** SOURCE DATA follows **
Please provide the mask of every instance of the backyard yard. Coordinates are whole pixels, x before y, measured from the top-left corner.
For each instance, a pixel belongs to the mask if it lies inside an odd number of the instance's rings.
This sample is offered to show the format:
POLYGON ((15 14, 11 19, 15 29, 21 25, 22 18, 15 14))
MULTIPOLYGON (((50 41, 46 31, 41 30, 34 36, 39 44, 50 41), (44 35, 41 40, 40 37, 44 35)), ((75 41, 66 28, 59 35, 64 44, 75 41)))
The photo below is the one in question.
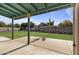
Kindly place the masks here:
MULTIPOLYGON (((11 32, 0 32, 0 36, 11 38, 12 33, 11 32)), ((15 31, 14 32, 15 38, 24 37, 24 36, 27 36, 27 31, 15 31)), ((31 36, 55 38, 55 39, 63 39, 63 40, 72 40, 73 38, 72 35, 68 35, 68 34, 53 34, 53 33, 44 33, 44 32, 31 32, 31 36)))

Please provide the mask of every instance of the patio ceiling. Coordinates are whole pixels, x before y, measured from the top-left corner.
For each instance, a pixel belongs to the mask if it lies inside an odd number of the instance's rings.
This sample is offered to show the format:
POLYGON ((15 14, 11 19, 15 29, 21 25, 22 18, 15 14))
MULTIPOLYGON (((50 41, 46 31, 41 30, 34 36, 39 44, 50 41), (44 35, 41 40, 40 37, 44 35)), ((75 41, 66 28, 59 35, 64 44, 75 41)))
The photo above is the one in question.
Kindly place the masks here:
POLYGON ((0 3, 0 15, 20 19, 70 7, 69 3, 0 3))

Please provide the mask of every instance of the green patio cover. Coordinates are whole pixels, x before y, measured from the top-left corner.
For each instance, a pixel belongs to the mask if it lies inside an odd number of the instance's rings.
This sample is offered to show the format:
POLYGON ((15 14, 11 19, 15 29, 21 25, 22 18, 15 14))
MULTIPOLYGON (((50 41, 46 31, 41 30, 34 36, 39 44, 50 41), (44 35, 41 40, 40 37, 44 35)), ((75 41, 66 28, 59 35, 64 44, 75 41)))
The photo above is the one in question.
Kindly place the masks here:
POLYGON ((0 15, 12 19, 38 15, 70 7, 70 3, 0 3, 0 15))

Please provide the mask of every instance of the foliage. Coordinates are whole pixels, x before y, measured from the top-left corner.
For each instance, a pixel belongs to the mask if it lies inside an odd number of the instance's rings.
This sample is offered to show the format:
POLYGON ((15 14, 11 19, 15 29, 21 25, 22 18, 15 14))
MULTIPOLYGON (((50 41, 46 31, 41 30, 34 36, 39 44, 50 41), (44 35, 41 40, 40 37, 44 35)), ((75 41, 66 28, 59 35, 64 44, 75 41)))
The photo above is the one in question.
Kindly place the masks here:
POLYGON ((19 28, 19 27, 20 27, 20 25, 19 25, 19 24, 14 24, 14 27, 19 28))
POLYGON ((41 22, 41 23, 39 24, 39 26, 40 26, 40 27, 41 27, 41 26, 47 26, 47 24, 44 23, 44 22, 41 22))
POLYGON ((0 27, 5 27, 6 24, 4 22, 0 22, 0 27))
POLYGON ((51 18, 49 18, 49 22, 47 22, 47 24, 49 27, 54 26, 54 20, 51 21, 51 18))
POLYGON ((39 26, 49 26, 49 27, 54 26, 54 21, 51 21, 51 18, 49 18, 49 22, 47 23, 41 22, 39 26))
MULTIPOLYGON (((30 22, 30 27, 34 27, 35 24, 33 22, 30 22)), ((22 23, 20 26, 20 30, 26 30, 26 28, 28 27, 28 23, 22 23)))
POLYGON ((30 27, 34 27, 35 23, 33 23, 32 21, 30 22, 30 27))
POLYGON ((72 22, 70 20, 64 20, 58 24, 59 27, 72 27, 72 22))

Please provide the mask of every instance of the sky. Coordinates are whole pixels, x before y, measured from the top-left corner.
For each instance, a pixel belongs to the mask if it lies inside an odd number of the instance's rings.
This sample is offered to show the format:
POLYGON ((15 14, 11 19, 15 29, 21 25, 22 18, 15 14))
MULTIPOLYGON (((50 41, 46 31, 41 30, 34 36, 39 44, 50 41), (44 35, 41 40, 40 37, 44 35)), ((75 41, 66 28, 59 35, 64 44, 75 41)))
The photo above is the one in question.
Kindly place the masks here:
** End of SOURCE DATA **
TASK OBJECTIVE:
Set aside each line above that includes the string "Coordinates" and report it.

RESPONSE BELOW:
Please provide the mask of every instance of the backyard yard. Coordinates are whole pixels, x before y, measured from the top-left corner.
Please provide the mask of every instance of the patio ceiling. Coordinates are whole pixels, x before y, measured from the top-left corner.
Please provide the mask of every instance of the green patio cover. Coordinates are whole pixels, x before y, measured from the top-left corner.
Please provide the mask of every instance of the foliage. Coordinates are whole pixels, x before y, measured from the top-left corner.
Please provide the mask of every instance of the sky. Coordinates are whole pixels, x before y, measured from the top-left corner.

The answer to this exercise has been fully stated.